→ **Task to carry out**: Update the entries from the line containing "eye and give integer pixel coordinates." through the end of the entries, both ends included, by replacing "keypoint" with "point" and changing nothing else. Give back only those lines.

Pointing records:
┌────────

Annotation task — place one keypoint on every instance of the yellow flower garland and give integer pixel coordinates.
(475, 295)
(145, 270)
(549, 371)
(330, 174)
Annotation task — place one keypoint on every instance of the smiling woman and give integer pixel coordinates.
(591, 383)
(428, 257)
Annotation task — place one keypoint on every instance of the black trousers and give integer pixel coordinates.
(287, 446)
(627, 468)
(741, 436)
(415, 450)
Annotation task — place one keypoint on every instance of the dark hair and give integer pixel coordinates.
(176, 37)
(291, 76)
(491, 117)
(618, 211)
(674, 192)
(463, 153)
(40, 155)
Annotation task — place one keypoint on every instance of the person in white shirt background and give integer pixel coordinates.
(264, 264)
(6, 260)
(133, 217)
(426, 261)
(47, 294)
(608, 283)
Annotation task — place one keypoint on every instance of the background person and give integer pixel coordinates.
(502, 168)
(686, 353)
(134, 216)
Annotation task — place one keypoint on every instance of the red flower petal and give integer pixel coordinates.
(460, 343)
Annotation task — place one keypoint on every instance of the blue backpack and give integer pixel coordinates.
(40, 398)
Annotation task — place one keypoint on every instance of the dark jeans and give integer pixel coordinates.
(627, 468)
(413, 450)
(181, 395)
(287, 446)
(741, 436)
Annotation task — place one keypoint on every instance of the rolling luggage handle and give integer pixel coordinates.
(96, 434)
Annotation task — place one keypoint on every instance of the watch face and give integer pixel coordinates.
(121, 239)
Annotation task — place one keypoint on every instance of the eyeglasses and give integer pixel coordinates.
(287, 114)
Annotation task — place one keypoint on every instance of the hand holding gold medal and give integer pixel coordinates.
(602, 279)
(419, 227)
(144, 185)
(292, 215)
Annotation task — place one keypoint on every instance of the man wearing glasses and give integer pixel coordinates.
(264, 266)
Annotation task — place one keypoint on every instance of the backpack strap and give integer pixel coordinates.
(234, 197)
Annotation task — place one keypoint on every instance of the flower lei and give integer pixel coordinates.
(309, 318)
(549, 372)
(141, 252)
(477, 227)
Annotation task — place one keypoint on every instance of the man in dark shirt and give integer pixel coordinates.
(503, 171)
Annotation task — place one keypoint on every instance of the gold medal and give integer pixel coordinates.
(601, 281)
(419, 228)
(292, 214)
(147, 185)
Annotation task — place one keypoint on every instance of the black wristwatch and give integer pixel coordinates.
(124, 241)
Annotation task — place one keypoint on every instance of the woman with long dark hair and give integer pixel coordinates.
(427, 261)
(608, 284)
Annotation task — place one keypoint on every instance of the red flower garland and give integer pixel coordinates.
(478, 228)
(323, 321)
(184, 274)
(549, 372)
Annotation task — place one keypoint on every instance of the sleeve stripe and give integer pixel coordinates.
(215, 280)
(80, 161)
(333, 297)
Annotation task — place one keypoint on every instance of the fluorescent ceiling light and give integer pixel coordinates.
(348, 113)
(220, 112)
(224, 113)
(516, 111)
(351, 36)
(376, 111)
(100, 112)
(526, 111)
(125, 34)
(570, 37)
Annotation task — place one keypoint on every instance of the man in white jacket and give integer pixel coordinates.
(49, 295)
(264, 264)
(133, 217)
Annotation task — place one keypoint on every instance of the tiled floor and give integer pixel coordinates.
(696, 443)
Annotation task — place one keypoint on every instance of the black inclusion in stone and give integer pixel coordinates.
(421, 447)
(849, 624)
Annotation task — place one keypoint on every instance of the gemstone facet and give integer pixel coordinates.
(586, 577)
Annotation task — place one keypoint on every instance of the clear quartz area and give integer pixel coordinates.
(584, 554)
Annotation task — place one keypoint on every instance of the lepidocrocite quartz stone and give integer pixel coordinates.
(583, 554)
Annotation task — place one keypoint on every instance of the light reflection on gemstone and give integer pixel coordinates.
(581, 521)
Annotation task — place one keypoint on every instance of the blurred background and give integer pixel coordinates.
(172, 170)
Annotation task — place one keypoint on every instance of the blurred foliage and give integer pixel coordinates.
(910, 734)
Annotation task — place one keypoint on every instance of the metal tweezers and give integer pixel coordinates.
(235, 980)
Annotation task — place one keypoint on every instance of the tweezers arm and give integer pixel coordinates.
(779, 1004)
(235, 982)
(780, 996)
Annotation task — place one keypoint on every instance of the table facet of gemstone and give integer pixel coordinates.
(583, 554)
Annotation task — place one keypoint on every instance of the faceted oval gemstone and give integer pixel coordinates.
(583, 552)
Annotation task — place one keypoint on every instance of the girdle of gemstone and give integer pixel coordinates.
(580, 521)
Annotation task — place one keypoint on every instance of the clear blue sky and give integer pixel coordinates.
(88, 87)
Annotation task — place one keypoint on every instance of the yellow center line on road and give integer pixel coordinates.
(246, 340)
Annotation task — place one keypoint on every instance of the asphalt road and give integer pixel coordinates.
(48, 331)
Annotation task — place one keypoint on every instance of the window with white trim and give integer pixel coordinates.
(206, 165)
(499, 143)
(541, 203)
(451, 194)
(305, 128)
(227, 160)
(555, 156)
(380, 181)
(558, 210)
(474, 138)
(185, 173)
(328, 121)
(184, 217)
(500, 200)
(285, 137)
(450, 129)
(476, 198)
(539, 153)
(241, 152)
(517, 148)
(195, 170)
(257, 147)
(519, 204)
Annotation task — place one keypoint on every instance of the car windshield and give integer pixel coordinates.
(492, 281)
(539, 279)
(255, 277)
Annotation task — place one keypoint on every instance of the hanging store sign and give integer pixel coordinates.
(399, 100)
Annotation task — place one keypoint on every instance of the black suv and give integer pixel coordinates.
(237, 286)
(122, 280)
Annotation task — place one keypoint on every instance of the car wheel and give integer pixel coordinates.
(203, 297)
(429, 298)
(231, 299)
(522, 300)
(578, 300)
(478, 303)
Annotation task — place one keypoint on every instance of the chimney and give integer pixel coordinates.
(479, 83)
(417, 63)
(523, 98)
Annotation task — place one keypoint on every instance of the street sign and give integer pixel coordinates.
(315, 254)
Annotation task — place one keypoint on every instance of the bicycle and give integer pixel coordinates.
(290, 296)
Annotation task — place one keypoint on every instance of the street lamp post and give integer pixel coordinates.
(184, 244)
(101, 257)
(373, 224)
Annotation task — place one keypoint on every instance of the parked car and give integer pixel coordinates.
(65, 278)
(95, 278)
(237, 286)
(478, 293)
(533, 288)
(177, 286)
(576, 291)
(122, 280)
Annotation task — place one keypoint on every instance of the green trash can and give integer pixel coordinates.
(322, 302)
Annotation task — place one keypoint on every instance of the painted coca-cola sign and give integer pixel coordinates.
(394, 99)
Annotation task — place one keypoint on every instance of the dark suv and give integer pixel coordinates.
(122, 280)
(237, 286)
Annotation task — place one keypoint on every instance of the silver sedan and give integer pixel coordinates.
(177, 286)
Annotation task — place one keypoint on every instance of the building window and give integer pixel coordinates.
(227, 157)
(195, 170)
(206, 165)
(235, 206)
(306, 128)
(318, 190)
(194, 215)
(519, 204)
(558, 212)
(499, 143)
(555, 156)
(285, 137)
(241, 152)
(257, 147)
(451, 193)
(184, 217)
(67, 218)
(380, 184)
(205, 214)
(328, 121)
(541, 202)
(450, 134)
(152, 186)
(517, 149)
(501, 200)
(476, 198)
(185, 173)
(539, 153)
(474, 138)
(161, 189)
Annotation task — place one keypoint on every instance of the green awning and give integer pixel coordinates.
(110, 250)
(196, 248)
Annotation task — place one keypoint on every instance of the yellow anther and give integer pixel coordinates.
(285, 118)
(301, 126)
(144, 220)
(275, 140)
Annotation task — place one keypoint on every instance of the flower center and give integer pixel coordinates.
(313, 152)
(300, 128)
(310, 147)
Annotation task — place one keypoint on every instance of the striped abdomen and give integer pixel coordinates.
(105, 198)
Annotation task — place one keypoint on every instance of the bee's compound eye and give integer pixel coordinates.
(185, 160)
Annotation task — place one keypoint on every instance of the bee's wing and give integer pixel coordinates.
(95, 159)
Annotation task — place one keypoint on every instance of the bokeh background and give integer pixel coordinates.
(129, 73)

└────────

→ **Finished task**:
Annotation task — place one point on every instance of the bee's compound eye and give integer pixel coordinates.
(185, 160)
Annotation task — place one point on every instance of the bee's wing and give integer pixel coordinates.
(95, 159)
Annotation task — place one point on every instance of the bokeh background and give integer pixel coordinates.
(129, 73)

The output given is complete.